(Stored items)
════════════════════

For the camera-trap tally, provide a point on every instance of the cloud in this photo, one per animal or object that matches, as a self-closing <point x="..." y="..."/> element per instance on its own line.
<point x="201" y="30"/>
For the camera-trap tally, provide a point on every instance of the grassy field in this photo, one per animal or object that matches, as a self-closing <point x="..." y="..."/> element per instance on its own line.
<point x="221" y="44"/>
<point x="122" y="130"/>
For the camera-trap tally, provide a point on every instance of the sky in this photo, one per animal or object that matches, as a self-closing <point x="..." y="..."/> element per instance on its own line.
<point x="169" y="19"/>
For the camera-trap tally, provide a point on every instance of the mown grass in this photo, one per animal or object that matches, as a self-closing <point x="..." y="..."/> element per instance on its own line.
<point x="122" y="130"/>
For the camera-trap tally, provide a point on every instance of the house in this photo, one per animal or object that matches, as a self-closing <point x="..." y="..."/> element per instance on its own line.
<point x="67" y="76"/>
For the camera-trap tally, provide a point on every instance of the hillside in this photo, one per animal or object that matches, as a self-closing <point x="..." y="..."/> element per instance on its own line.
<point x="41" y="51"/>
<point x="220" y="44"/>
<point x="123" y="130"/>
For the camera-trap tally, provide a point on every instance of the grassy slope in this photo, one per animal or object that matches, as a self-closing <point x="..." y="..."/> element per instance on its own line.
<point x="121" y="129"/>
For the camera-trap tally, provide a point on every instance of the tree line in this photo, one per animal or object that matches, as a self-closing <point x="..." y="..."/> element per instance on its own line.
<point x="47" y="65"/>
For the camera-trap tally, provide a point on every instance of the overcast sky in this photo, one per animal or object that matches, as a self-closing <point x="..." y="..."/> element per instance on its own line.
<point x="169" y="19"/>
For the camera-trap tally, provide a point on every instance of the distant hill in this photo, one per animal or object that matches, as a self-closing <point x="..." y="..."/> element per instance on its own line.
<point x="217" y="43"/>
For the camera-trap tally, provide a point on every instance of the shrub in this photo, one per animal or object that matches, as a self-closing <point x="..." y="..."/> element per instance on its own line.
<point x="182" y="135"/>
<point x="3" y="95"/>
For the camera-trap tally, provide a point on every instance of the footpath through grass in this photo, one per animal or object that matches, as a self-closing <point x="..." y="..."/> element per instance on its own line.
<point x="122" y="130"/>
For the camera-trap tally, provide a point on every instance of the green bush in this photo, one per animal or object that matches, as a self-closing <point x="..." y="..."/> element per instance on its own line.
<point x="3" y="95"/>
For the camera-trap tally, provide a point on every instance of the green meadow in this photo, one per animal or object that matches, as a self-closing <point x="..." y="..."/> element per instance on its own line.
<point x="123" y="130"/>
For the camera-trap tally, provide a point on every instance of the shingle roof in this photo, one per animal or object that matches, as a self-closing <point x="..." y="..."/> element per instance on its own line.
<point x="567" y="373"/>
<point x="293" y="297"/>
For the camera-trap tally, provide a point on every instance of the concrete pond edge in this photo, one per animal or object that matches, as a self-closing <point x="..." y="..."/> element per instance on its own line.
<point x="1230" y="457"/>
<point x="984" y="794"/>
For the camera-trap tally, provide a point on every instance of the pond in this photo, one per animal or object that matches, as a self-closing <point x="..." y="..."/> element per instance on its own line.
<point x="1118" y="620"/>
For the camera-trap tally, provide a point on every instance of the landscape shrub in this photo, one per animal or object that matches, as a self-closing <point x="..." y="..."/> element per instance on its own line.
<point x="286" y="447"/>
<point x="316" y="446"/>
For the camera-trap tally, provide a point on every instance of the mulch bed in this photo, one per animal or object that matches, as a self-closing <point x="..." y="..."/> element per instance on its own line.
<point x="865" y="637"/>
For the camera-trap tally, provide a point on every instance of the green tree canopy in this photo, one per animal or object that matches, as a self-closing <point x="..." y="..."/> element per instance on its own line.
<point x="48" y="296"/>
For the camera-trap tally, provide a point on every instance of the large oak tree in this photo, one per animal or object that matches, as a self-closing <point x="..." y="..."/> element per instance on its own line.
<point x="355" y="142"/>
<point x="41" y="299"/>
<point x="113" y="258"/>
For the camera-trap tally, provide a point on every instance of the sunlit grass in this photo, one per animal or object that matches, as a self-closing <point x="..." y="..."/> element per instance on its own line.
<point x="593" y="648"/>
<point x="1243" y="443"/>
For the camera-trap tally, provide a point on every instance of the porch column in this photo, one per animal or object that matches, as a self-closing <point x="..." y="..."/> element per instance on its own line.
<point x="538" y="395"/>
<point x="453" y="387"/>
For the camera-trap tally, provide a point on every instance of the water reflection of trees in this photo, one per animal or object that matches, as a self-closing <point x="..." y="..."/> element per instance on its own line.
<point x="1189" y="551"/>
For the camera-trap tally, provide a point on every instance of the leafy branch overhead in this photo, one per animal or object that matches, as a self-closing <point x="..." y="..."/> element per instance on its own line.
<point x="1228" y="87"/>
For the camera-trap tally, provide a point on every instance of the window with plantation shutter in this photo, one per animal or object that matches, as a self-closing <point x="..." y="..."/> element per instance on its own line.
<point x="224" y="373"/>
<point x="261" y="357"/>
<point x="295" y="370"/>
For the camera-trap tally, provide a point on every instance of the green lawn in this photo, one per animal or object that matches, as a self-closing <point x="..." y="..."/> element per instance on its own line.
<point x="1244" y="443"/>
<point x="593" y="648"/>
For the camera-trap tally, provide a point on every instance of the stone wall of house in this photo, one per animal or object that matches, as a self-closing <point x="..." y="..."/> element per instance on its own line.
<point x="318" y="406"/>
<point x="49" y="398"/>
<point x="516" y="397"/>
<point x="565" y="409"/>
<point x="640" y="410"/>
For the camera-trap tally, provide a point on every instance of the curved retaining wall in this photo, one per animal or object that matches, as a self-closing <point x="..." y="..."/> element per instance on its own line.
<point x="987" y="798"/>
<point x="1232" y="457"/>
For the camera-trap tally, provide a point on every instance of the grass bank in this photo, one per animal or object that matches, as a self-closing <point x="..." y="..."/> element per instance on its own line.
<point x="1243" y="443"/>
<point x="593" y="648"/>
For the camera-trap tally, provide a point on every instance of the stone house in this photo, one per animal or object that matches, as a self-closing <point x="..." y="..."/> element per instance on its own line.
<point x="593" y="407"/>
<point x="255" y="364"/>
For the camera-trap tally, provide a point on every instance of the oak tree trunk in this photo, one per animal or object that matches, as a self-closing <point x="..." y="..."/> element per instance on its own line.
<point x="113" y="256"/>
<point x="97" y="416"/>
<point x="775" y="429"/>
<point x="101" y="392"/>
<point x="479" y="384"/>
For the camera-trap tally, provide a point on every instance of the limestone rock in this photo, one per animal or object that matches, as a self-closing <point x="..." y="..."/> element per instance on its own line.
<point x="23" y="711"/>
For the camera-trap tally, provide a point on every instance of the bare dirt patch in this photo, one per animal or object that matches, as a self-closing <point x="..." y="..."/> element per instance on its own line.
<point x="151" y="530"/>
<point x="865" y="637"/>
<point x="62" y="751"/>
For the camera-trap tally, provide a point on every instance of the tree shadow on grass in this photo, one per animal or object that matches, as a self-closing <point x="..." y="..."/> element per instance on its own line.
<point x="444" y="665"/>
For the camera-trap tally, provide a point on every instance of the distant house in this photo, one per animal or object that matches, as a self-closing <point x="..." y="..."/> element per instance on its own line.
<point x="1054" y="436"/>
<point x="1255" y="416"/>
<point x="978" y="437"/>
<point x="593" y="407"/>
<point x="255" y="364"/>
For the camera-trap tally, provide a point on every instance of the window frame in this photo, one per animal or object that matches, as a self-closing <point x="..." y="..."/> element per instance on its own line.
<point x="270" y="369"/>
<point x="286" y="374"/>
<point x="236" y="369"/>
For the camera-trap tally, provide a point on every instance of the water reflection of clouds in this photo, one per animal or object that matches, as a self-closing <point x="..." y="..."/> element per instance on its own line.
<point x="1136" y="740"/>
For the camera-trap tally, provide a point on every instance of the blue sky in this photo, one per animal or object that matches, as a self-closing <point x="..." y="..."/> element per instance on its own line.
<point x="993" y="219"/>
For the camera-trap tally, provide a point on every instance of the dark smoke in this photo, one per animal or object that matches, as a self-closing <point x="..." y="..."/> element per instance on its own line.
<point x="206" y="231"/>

════════════════════

WHAT YOU SHOULD DO: Write out again, exactly, the lines from the one holding "the window frame" through the end of the listing, with both ends included.

ANSWER TO THIS EXERCISE:
For the camera-trap tally, provide a point on every instance of the window frame in this photo, one per animal or object that matches, as a self-closing <point x="..." y="..."/> element per instance on its own line.
<point x="270" y="369"/>
<point x="286" y="374"/>
<point x="236" y="369"/>
For the camera-trap tally, provide a point on every instance of the water reflection of clouds in this photo, one per animal or object that matches, as a self-closing <point x="..." y="..."/> element per instance on its own line.
<point x="1136" y="740"/>
For the camera-trap tally, provide a point on every instance of the blue sky in this photo, one per animal or object that matches, as a self-closing <point x="..." y="..."/> element per instance on its own line.
<point x="993" y="219"/>
For the camera-trap tally, provide a point on every instance of the dark smoke in this photo, one per animal or object that matches, as a self-closing <point x="..." y="..."/> element per instance on its own line.
<point x="206" y="231"/>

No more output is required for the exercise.